▸ Texte affiché:
D’une crèmerie en Californie à une entreprise de fournitures médicales en Caroline du Nord en passant par un vendeur de chandails à l’extérieur de Detroit, les entreprises américaines se préparent à subir les conséquences des tarifs imposés samedi par le président américain Donald Trump sur les importations en provenance du Canada, du Mexique et de Chine – les trois plus grands partenaires commerciaux des États-Unis.
Ces tarifs – 25 % sur les produits canadiens et mexicains et 10 % sur les produits chinois – entreront en vigueur mardi. L’énergie canadienne, notamment le pétrole, le gaz naturel et l’électricité, sera taxée à un taux de 10 %.
Le président du Mexique a immédiatement ordonné des droits de douane en représailles et le premier ministre du Canada a déclaré que le pays imposerait des tarifs douaniers équivalents de 25 % sur jusqu’à 125 milliards $ d’importations américaines. La Chine n’a pas immédiatement réagi à l’action de M. Trump.

▸ Données enregistrées:
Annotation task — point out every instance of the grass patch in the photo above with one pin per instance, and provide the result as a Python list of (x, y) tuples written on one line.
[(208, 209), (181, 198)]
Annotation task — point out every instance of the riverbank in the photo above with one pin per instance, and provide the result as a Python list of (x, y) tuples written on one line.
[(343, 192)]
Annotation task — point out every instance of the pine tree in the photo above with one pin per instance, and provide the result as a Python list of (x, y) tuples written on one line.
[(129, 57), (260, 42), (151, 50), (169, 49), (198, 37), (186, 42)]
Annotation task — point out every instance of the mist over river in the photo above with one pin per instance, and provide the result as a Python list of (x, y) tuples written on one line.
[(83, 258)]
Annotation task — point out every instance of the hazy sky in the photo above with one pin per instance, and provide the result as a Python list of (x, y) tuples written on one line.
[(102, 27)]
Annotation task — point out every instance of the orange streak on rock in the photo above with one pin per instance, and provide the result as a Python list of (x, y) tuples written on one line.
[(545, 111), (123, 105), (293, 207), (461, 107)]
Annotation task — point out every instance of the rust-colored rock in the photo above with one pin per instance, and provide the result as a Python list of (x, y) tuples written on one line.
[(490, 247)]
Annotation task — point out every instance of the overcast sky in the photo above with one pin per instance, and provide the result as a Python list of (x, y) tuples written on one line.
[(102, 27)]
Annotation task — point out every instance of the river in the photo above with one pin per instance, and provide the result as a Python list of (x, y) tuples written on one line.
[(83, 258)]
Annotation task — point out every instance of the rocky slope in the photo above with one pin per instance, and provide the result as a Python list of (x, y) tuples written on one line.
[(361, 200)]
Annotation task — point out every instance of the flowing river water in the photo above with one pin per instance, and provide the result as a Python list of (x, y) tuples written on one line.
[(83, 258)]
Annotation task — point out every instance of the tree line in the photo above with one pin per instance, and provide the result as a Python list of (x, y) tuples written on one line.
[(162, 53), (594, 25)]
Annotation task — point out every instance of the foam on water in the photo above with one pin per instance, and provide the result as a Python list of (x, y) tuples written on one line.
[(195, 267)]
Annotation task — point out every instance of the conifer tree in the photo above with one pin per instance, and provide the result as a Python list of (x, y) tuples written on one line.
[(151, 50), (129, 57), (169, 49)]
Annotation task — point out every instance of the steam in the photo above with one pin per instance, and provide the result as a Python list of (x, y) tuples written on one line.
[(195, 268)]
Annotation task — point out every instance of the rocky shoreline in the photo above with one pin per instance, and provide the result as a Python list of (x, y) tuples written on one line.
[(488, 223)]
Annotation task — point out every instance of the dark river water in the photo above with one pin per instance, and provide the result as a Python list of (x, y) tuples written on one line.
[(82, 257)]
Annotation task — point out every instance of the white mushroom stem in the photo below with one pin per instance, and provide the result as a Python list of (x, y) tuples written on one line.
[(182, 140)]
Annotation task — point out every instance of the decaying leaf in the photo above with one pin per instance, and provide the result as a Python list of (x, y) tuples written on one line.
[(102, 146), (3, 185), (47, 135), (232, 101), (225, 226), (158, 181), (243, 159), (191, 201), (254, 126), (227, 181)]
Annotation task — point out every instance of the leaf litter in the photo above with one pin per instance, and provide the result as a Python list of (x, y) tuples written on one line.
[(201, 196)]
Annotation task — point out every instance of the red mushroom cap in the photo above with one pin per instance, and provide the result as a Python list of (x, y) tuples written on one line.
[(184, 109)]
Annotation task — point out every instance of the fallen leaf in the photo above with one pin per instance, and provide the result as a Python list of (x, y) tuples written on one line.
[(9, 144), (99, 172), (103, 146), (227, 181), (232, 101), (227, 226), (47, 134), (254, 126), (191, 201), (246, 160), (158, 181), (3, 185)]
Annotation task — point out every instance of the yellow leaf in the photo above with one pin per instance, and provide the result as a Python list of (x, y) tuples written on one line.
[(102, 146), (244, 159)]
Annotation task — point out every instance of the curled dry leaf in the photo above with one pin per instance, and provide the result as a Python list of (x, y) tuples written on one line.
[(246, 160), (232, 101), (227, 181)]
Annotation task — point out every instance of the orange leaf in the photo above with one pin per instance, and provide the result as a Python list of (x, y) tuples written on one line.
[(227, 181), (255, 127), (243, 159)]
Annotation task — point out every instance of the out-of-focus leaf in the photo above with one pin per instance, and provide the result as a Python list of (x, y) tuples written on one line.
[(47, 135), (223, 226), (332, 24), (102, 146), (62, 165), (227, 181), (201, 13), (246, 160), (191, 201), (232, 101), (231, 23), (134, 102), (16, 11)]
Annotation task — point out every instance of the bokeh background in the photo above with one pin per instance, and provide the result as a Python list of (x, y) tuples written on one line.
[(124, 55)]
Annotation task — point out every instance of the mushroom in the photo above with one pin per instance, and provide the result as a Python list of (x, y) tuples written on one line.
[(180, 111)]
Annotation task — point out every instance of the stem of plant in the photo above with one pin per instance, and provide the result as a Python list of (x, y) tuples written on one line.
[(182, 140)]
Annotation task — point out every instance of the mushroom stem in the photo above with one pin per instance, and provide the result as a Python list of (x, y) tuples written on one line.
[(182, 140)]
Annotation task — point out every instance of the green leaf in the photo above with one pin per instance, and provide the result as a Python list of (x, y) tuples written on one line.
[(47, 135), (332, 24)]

==

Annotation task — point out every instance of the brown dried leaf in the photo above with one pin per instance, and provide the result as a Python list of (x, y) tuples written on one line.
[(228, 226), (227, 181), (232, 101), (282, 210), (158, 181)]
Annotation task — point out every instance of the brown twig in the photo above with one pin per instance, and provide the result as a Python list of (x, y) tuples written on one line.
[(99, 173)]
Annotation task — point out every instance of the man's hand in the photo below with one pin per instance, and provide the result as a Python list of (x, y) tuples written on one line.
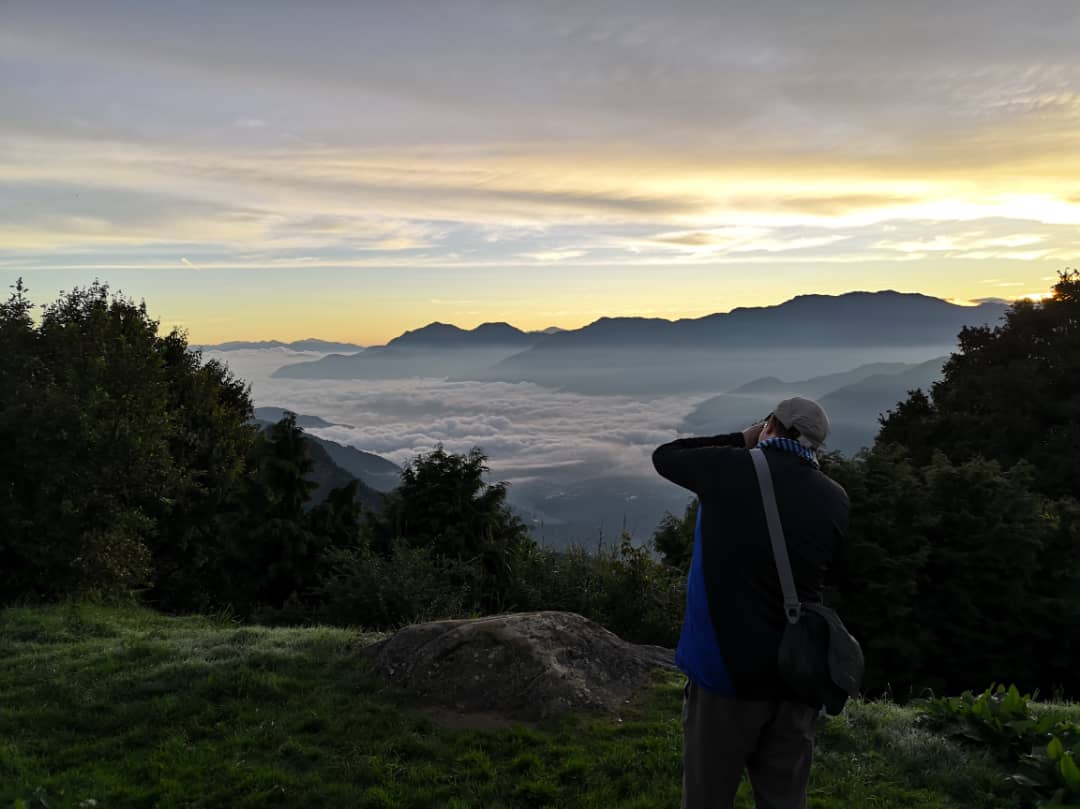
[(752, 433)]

* * *

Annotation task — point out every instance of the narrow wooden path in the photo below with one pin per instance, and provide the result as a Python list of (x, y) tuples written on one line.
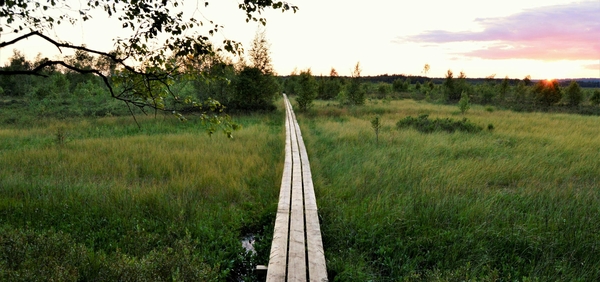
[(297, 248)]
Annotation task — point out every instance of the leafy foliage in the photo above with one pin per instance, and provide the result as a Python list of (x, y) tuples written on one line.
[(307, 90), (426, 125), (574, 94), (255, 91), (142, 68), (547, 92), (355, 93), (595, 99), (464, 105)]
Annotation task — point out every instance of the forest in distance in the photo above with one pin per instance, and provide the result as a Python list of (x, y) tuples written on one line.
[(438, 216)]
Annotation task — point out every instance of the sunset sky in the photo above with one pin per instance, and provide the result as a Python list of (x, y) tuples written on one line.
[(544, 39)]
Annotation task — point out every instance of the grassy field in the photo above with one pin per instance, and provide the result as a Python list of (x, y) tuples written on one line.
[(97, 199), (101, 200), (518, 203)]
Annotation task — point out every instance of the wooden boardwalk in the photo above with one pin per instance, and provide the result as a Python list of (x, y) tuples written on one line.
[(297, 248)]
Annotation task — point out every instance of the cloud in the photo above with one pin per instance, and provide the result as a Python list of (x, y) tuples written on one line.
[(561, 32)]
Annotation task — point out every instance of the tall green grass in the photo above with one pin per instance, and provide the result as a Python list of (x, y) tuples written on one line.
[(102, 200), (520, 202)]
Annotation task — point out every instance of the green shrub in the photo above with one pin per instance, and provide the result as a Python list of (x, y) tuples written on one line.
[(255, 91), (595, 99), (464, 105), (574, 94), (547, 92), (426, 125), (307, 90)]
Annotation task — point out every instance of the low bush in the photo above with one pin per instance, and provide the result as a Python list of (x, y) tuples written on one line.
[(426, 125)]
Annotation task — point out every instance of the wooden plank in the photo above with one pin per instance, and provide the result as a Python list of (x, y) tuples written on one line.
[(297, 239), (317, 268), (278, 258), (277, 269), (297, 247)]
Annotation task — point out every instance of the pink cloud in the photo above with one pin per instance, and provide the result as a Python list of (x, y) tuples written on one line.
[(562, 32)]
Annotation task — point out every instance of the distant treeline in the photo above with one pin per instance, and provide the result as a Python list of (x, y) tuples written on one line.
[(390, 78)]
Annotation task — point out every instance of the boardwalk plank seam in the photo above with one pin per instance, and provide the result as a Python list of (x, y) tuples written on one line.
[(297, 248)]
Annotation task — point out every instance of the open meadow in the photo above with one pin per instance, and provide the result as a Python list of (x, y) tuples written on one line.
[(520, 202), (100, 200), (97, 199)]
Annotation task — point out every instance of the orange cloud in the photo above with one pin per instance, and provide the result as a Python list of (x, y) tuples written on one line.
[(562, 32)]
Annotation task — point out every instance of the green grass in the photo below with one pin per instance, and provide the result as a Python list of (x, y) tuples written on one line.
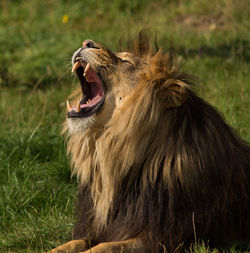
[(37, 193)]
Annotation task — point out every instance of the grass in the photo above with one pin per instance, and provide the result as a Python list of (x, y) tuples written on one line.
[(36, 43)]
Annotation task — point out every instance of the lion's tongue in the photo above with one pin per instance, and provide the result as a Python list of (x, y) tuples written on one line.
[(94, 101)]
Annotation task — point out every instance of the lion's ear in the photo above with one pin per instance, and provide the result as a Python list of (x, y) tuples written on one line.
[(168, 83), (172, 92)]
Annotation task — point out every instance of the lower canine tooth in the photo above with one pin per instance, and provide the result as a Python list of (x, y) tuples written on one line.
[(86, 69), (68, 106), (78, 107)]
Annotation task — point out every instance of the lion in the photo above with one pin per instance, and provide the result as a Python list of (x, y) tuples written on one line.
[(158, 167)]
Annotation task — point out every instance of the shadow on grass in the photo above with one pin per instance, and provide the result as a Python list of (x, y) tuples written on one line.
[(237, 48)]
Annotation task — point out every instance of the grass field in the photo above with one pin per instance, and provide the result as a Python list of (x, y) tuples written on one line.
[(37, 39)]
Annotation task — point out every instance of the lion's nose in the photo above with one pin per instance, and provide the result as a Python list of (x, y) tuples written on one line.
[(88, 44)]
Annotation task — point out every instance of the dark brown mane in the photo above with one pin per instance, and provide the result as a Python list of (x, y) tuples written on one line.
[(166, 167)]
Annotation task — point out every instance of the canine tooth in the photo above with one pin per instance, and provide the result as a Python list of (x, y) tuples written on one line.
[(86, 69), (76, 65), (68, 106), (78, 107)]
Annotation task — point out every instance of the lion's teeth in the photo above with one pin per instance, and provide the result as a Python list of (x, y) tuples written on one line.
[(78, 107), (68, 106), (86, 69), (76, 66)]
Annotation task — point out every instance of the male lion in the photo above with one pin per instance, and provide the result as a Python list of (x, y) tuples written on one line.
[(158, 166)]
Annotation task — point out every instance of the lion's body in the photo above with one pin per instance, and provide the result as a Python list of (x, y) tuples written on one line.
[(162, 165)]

▸ Consignes des tâches:
**a)** Répondez à ces questions sur le texte consacré aux tarifs douaniers américains.
(i) Quel taux frappera les produits chinois ?
(ii) Quel jour les tarifs entreront-ils en vigueur ?
(iii) Jusqu'à quel montant d'importations américaines le Canada imposerait-il des tarifs de 25 % ?
**b)** Rendez en anglais cette phrase du texte sur les tarifs douaniers : « La Chine n’a pas immédiatement réagi à l’action de M. Trump. »

▸ Réponses par tâche:
**a)**
(i) 10 %
(ii) Mardi
(iii) Jusqu'à 125 milliards $

**b)** China did not immediately respond to Mr. Trump's action.